Per quanto riguarda il nuovo attivismo europeo, l’Unione ha cominciato a muoversi in Medio Oriente, come dimostrano almeno tre fatti particolari.

Anzitutto, la missione presso il valico di Rafah, al confine tra la Striscia di Gaza e l’Egitto. Secondo, la partecipazione alla missione UNIFIL delle Nazioni Unite in Libano, con una presenza e un ruolo di leadership incontestato.

Missioni operate in cooperazione con gli israeliani e che solo gli europei avrebbero potuto condurre nella maniera in cui si stanno svolgendo. Per gli europei – e in particolare per gli italiani che in questo momento hanno la guida di entrambe le missioni – si tratta di una responsabilità importante, ma anche di motivo di grande orgoglio.

Il terzo fatto, infine, riguarda l’istituzione, su richiesta del Quartetto, di un Meccanismo Internazionale Temporaneo attraverso il quale portare aiuto ai cittadini palestinesi senza passare per il canale ufficiale del governo, con cui invece i rapporti sono stati congelati in attesa che vengano accettati i principi per la ripresa del dialogo: la rinuncia alla violenza, il rispetto degli obblighi internazionali e il riconoscimento dello Stato di Israele.

 

Cambiare marcia. Questa nuova capacità dell’Unione europea di essere presente nel teatro medio-orientale rappresenta tuttavia un primo passo, che non è certo sufficiente, di per sé, per farla diventare un attore determinante per la soluzione della crisi. E cioè, l’UE ha cominciato a muoversi bene, ma per ora si è mossa ancora poco.

Quello che invece serve è un vero e proprio cambio di marcia. Ed è appunto in quest’ottica che deve essere considerato il rilancio dell’idea di una piena adesione di Israele all’Unione. Certamente, il momento che l’UE sta attraversando non è dei migliori. La crisi costituzionale innescata con la bocciatura dei referendum francese e olandese nella primavera del 2005 è ancora lontana dall’essere risolta. Finché perdura, è difficile immaginare che l’Unione non rimanga almeno parzialmente ripiegata su se stessa.

Voci di puntamento su oggetti nominati:
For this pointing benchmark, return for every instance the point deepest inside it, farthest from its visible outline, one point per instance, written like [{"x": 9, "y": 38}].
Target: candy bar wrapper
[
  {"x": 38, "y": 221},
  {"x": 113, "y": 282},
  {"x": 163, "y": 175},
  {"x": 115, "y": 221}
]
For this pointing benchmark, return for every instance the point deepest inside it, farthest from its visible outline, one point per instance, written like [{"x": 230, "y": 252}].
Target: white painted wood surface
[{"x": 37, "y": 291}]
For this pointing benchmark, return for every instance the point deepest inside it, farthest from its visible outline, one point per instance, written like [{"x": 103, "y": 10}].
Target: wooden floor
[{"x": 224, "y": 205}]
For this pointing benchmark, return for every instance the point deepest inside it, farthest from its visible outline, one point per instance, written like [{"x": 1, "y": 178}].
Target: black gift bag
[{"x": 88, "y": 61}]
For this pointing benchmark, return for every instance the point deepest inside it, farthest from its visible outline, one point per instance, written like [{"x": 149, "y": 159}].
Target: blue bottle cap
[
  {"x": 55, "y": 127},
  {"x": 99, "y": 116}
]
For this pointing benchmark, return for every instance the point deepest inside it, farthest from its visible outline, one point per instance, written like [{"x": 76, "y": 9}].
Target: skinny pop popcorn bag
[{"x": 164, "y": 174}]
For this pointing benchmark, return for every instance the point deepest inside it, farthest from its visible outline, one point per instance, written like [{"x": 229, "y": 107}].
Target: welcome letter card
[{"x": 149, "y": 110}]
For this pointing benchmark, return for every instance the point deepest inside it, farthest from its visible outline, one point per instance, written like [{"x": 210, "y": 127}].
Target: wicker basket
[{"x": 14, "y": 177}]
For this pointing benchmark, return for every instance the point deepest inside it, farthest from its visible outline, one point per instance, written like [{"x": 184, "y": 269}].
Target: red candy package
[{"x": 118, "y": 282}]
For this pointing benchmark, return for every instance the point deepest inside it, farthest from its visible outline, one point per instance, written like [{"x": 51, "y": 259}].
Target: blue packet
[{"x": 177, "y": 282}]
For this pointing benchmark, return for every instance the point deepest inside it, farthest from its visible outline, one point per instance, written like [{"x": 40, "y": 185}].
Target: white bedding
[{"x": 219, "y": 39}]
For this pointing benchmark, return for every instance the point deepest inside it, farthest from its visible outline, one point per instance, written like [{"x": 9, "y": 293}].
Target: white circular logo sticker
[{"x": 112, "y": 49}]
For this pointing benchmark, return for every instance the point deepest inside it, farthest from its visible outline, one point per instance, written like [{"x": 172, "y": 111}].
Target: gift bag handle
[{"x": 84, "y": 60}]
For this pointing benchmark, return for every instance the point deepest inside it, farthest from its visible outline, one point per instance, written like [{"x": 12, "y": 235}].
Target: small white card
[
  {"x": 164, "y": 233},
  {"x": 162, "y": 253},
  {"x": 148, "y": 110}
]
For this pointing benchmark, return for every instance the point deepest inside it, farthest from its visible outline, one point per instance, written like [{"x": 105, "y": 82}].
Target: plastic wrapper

Consegna A:
Elenca i principi che, secondo il brano sull'Unione europea in Medio Oriente, devono essere accettati per la ripresa del dialogo.
Consegna B:
Trascrivi parola per parola la parte del brano sull'Unione europea in Medio Oriente che si apre con le parole contenenti "Per quanto riguarda" e si chiude con "di grande orgoglio.".
Consegna C:
Prosegui il brano sull'Unione europea in Medio Oriente dal punto in cui si interrompe.
Le voci non hanno alcun ruolo in questo lavoro.

Risultato A:
- la rinuncia alla violenza
- il rispetto degli obblighi internazionali
- il riconoscimento dello Stato di Israele

Risultato B:
Per quanto riguarda il nuovo attivismo europeo, l’Unione ha cominciato a muoversi in Medio Oriente, come dimostrano almeno tre fatti particolari.

Anzitutto, la missione presso il valico di Rafah, al confine tra la Striscia di Gaza e l’Egitto. Secondo, la partecipazione alla missione UNIFIL delle Nazioni Unite in Libano, con una presenza e un ruolo di leadership incontestato.

Missioni operate in cooperazione con gli israeliani e che solo gli europei avrebbero potuto condurre nella maniera in cui si stanno svolgendo. Per gli europei – e in particolare per gli italiani che in questo momento hanno la guida di entrambe le missioni – si tratta di una responsabilità importante, ma anche di motivo di grande orgoglio.

Risultato C:
Per quanto riguarda le scelte future, ci sono due dati che vanno presi in considerazione. Il primo è il passaggio da 15 a 27 stati membri. Molte delle democrazie dell’est Europa sono infatti piuttosto positive nei confronti di Israele, e favorevoli ad un rafforzamento dei legami tra le due parti. Nel medio periodo, questo dato potrebbe rivelarsi interessante. L’altro dato è rappresentato dalla Politica Europea di Vicinato (PEV), che presenta da un lato il vantaggio, rispetto alla politica euro-mediterranea inaugurata a Barcellona nel 1995, di non costringere tutti ad andare alla stessa velocità, proponendo invece un approccio differenziato a seconda del paese vicino, ma che, dall’altro, rimane comunque insufficiente per quanto riguarda il tipo di rapporti che l’UE dovrebbe stabilire con Israele. Certo, qualche passo in avanti importante è stato compiuto. Il nuovo Piano d’azione tra UE e Israele sta contribuendo a rendere progressivamente operativo l’accordo di associazione, attraverso l’adozione di misure quali la ripresa da parte di Israele di ampie porzioni dell’acquis comunitario, in vista di una sempre maggiore integrazione con il mercato unico europeo, come pure una maggiore cooperazione in materie come l’immigrazione, la lotta al crimine organizzato, l’energia, i trasporti, l’ambiente, la scienza e la tecnologia. Questo approfondimento dei rapporti non stupisce se pensiamo ad alcuni dati economici di fondo. L’UE è il primo partner commerciale per Israele, fornendo il 40% delle importazioni israeliane e rappresentando lo sbocco per oltre un terzo delle sue esportazioni. Inoltre, negli ultimi anni si è registrato un aumento significativo del flusso di investimenti diretti esteri netti, dall’UE verso Israele – dal 2001 al 2005 gli investimenti sono passati da 309 a 702 milioni di € - e da Israele verso l’UE – dove nello stesso periodo di riferimento gli investimenti sono passati da 796 a 1.152 milioni di euro.

In conclusione, dato il nuovo attivismo europeo sul fronte medio-orientale e grazie a una nuova volontà politica bilaterale, i rapporti tra Unione europea e Israele sono oggi particolarmente buoni, e vanno quindi sfruttati per andare oltre il quadro fornito dalla Politica di Vicinato.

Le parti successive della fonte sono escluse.